Rahgiri: Dancing on the streets

The Inner Circle at CP

I went to Rahgiri today with my parents and sister at CP. The idea is for people to reclaim their streets. So every Sunday, the inner circle is blocked from traffic from 6 am to 10 am. This was the the third week since it was started. There were people walking, running, cycling, skating. There were some kids playing football on the side and cricket in the parking lot. Sponsors such as reebok had set up zumba and aerobics session and there were crowds of people aping the instructors on makeshift stages. Dancing on the street was so much fun. I dont think I’ve done it before. There was yoga happening at one place but that didn’t seem too popular. There was a gym equipment area too. You could rent bicycles for free, but there was a long line. There were performances too, one of them by Papa CJ. Times of India had initiated this and had heavily advertised everywhere by putting up billboards. There is no way you can go to CP on a Sunday morning and not know that Times of India has organized Rahgiri.

- **Task instructions**
**a.** Condense the paragraph of the Rahgiri post that begins "I went to Rahgiri today" into a short bulleted list that keeps its main facts.
**b.** Pick up the Rahgiri post right after its final sentence and continue it for a few more sentences.

- **Dataset entries**
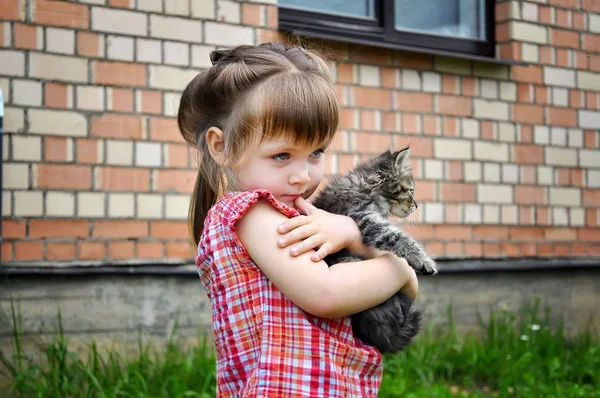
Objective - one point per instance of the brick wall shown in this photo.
(507, 157)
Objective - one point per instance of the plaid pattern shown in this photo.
(266, 346)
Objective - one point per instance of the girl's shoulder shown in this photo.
(233, 205)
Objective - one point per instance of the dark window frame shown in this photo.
(380, 32)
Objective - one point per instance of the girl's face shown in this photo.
(285, 169)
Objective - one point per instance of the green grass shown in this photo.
(516, 355)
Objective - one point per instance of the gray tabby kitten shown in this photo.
(369, 194)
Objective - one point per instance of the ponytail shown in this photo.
(202, 199)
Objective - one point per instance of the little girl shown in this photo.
(261, 118)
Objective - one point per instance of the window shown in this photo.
(449, 27)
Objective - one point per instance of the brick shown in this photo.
(179, 250)
(148, 101)
(15, 176)
(117, 126)
(119, 152)
(120, 99)
(229, 11)
(57, 95)
(369, 75)
(89, 151)
(164, 129)
(121, 205)
(13, 63)
(149, 206)
(559, 77)
(27, 148)
(27, 36)
(150, 250)
(120, 229)
(90, 204)
(176, 206)
(147, 154)
(366, 97)
(494, 193)
(565, 196)
(176, 53)
(588, 81)
(118, 73)
(60, 41)
(28, 204)
(90, 44)
(591, 198)
(528, 113)
(119, 21)
(60, 204)
(491, 151)
(564, 38)
(175, 28)
(178, 7)
(90, 98)
(449, 84)
(148, 50)
(91, 250)
(119, 48)
(496, 110)
(58, 229)
(28, 251)
(530, 195)
(58, 67)
(171, 104)
(120, 250)
(252, 14)
(527, 74)
(174, 180)
(60, 13)
(170, 78)
(61, 123)
(563, 117)
(457, 192)
(591, 43)
(60, 251)
(27, 92)
(411, 80)
(453, 105)
(589, 158)
(413, 102)
(122, 179)
(528, 32)
(63, 176)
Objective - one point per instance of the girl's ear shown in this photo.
(216, 145)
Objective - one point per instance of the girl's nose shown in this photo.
(300, 177)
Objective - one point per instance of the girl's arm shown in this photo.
(329, 292)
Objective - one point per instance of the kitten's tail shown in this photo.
(391, 326)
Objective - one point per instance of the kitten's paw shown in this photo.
(424, 265)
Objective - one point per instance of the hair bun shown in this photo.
(218, 55)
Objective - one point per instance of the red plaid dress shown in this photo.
(266, 346)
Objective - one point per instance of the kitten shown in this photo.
(369, 194)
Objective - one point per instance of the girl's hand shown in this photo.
(325, 232)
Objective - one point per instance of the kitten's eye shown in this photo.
(281, 157)
(317, 153)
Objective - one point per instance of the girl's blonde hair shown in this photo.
(252, 92)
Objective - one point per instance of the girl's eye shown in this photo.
(281, 157)
(317, 153)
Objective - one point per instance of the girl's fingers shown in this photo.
(308, 244)
(297, 234)
(293, 223)
(323, 252)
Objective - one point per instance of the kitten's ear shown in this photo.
(402, 160)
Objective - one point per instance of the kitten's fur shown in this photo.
(370, 194)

- **The responses**
**a.**
- The narrator went to Rahgiri at CP with parents and sister; the idea is for people to reclaim their streets.
- Every Sunday from 6 am to 10 am, the inner circle is closed to traffic; this was the third week.
- People walked, ran, cycled and skated, and kids played football on the side and cricket in the parking lot.
- Sponsors such as Reebok ran zumba and aerobics sessions on makeshift stages, and crowds copied the instructors; dancing on the street was great fun.
- Yoga drew little interest; there was also a gym equipment area.
- Bicycles could be rented for free, but the line was long.
- There were performances, including one by Papa CJ.
- Times of India started the event and advertised it heavily on billboards everywhere around CP.

**b.**
All India Skating Association had set up in a small part of the Inner Circle

A biker among the crowd (and TOI adverts in the wheels of the bike)

Gyming in the parking lot


No fitness event in India is complete without cricket

After spending some time hanging out and walking around the inner circle, we went to get breakfast at a popular south indian restuarant nearby called Saravana Bhavan. This proved to be a popular choice and we saw several other people in sports attire coming for breakfast here. By 9 am, there was already a waiting line.

I loved seeing people out on the streets and so many health freaks and adventure lovers. India has not always had so many such people (atleast not at the forefront) and it was nice to see a gradual increase. It reminded me that in a country of 1 billion people, even if 0.1% people show an interest in something that’s 1 million people, which is a huge number and market in itself.

Being used to Japan and Singapore, I was initially being careful to walk in the right place and obey the rules, but a few minutes of being at Rahgiri reminded me that this is india, where you are free to do what you want. Not that things were chaotic, infact they were quite orderly by India standards. But I loved whatever little chaos and disorder there was.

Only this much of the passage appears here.